== WHAT IS ASKED ==
Copy out, word for word, the lines of the records below that run from the line containing "Objective — for every instance of the black" through the line containing "Target: black belt", both lines included.

== GIVEN RECORDS ==
☆ ☆ ☆ ☆ ☆ ☆ ☆
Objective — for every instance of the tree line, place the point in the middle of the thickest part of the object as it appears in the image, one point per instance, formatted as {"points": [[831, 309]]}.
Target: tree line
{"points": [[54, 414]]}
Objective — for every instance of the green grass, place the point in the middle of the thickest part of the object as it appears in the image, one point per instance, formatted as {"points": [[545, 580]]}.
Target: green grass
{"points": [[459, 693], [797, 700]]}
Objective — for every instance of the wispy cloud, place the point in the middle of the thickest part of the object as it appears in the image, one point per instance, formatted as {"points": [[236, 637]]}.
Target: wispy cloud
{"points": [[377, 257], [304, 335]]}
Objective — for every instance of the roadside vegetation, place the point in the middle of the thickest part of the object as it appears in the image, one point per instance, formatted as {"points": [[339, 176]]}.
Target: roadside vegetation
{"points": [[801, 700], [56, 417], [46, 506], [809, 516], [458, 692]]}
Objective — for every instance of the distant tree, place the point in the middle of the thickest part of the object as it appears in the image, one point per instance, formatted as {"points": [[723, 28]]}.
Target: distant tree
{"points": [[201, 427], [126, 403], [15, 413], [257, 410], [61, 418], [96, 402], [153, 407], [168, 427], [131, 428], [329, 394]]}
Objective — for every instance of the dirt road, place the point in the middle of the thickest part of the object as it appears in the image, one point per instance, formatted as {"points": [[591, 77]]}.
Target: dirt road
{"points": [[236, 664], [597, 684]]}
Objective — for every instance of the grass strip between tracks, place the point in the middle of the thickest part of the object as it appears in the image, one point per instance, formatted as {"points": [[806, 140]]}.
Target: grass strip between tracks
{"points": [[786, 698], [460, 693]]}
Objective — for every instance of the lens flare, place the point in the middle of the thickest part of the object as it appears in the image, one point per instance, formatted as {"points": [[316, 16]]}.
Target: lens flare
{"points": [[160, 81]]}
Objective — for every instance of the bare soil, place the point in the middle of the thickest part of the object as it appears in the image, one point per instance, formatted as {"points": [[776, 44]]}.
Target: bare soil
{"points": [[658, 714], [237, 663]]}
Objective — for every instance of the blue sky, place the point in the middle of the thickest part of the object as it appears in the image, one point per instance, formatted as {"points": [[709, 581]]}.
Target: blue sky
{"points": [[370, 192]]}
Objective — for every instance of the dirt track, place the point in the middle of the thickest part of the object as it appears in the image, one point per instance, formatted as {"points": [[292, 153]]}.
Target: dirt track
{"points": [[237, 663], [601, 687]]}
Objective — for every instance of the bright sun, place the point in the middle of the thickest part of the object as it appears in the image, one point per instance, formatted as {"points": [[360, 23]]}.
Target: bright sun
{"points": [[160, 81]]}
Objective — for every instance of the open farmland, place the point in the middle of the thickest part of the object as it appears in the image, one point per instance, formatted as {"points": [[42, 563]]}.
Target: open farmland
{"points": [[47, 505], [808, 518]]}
☆ ☆ ☆ ☆ ☆ ☆ ☆
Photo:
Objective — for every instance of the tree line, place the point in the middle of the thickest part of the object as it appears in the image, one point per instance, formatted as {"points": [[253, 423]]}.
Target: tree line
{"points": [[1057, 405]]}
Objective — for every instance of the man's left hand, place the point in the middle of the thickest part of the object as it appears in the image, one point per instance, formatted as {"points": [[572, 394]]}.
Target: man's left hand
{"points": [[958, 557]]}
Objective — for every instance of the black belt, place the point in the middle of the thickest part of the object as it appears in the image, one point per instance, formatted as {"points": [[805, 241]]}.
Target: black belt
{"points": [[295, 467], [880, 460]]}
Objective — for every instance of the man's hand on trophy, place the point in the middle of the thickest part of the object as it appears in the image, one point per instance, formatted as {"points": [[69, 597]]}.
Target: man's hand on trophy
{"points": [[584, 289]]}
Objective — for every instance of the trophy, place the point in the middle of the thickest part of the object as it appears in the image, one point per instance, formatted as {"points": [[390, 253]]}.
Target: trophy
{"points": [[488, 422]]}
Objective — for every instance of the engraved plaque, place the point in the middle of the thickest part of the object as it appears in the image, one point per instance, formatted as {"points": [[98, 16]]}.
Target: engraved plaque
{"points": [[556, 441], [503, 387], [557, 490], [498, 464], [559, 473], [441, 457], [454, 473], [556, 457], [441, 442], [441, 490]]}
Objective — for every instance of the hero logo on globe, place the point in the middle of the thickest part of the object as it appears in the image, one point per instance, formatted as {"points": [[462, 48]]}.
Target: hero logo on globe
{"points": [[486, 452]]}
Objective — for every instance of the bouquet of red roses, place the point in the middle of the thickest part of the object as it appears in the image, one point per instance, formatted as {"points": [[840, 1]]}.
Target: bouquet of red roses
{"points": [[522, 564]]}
☆ ☆ ☆ ☆ ☆ ☆ ☆
== WRITTEN RESPONSE ==
Objective — for every instance of the black belt, place the point in the middle of the thickest part of the object as it appears in the image, one point per instance, formatted as {"points": [[805, 241]]}.
Target: black belt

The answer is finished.